#### Listed records

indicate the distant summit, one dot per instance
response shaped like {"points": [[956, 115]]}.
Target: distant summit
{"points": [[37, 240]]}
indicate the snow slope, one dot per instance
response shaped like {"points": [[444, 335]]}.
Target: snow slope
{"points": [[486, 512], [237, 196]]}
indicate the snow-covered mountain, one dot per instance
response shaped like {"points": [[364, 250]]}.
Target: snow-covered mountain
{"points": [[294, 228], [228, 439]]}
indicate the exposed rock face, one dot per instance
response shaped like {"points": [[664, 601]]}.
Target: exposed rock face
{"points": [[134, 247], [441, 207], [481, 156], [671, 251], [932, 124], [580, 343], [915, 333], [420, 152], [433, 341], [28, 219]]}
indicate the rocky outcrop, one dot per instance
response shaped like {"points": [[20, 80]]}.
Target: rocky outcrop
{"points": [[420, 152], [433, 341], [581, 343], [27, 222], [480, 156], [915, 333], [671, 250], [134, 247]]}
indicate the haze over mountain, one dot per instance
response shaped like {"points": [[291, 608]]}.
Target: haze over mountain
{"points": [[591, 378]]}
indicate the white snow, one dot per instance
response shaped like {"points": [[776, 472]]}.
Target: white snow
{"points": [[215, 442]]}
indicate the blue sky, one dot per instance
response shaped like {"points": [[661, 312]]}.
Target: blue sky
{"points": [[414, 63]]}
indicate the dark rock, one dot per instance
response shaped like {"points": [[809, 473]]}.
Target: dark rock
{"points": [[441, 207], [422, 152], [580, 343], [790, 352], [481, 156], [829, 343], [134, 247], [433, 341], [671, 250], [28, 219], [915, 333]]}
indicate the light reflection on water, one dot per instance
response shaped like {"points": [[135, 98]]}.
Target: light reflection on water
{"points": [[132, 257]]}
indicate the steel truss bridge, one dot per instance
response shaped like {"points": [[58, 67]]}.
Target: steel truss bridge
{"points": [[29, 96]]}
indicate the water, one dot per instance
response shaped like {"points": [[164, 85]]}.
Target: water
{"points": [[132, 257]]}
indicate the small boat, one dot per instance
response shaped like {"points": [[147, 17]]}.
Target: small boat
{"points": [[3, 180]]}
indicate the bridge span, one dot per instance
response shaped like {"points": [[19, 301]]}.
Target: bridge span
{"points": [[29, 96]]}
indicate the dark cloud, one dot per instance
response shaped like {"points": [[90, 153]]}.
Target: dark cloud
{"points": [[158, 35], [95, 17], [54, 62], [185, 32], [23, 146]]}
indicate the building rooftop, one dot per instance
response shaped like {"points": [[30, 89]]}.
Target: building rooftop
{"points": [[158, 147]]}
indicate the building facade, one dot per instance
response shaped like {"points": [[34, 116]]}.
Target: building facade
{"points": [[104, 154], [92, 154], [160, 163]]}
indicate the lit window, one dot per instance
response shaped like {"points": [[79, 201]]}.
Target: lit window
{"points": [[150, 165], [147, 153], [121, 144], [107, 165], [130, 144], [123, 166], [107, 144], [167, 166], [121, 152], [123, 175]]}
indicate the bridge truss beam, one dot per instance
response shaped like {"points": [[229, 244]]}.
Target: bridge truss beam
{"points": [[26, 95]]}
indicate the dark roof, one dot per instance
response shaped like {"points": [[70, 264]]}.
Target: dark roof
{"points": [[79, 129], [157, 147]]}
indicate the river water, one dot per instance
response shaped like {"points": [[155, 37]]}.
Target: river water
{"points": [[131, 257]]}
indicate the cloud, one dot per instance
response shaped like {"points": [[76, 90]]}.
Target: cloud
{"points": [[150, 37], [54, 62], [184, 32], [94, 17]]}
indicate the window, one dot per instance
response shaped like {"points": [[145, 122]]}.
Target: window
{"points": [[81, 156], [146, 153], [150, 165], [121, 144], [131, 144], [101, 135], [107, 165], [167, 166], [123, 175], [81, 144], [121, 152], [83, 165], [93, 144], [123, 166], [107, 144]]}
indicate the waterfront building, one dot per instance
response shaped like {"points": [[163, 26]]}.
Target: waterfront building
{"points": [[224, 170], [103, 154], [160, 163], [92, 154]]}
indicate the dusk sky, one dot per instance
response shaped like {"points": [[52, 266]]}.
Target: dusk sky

########

- **Exercise directions**:
Rewrite everything from the line containing "indicate the dusk sky, one dot per instance" down to the end of the records, swapping "dusk sky" for "evening sky" and leaving the rest as it is.

- **Answer for this exercise**:
indicate the evening sky, one dot per instance
response shaped like {"points": [[52, 266]]}.
Target: evening sky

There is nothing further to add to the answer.